--- START EXTRACT ---

A Nice(ish) Eigenvalue Problem
So I came across a problem when I was doing some EM that I want to share with you today.
Problem (BAUPC 1997)
Consider a region of space in which there is a magnetic field $\vec{B} = B \vec{\hat{z}}$. A particle of charge $q$ and mass $m$ is given an initial velocity $\vec{v}_0 = v_0 \vec{\hat{y}}$. Find the final position of the particle if it is also subject to a damping force $\vec{F} = - \alpha \vec{v}$.
My Solution
First off, a disclaimer: this won’t be the most elegant solution, but the most mathematically satisfying one. As always, there are multiple ways to do this problem. The most efficient way is to guess some sinusoidal motion with damping, and solving for the frequencies and coeffiecients.

--- END EXTRACT ---

→ **PROBLEMS AND TASKS**
1 > Render this sentence from the eigenvalue post in Spanish: "As always, there are multiple ways to do this problem."
2 > Please reproduce everything in the eigenvalue post from "A Nice(ish) Eigenvalue" down to "frequencies and coeffiecients.", without alteration.
3 > Carry the eigenvalue post forward, writing what follows its final sentence.

--- START GIVEN MATERIAL ---

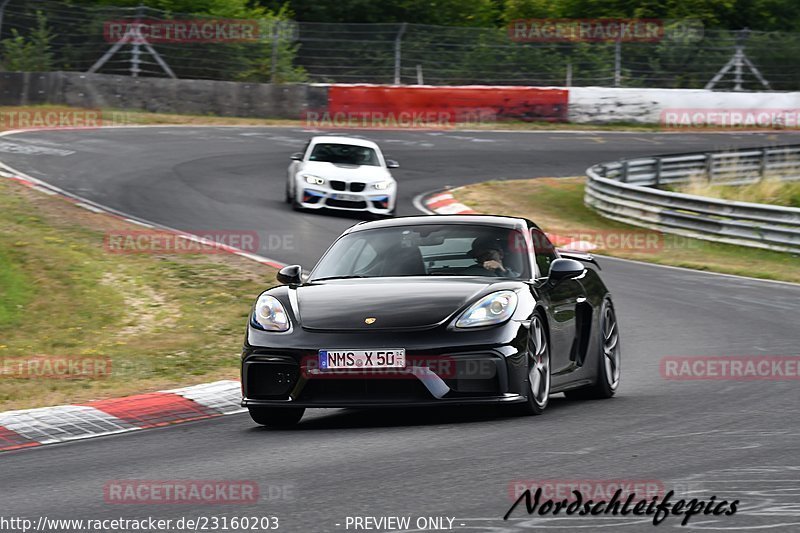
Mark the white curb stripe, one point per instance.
(222, 396)
(48, 425)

--- END GIVEN MATERIAL ---

→ **EXERCISE RESULTS**
1 > Como siempre, hay varias maneras de resolver este problema.

2 >
A Nice(ish) Eigenvalue Problem
So I came across a problem when I was doing some EM that I want to share with you today.
Problem (BAUPC 1997)
Consider a region of space in which there is a magnetic field $\vec{B} = B \vec{\hat{z}}$. A particle of charge $q$ and mass $m$ is given an initial velocity $\vec{v}_0 = v_0 \vec{\hat{y}}$. Find the final position of the particle if it is also subject to a damping force $\vec{F} = - \alpha \vec{v}$.
My Solution
First off, a disclaimer: this won’t be the most elegant solution, but the most mathematically satisfying one. As always, there are multiple ways to do this problem. The most efficient way is to guess some sinusoidal motion with damping, and solving for the frequencies and coeffiecients.

3 >
Let’s start by finding the magnetic force. Denote the velocity vector by $\vec{v} = v_x \vec{\hat{x}} + v_y \vec{\hat{y}} + v_z \vec{\hat{z}}$. Magnetic force is given by $\vec{F} = q \vec{v} \times \vec{B}$. Evaulating the cross products, or using the right hand rule, we can see that the force in the $\vec{\hat{z}}$-direction vanishes. Therefore, we only need to consider the x and y-directions in order to use Newton’s Second Law. We can’t use conservation of energy here because both the magnetic force is perpendicular to the velocity, resulting in 0 work being done by it. Moreover, both forces are nonconservative.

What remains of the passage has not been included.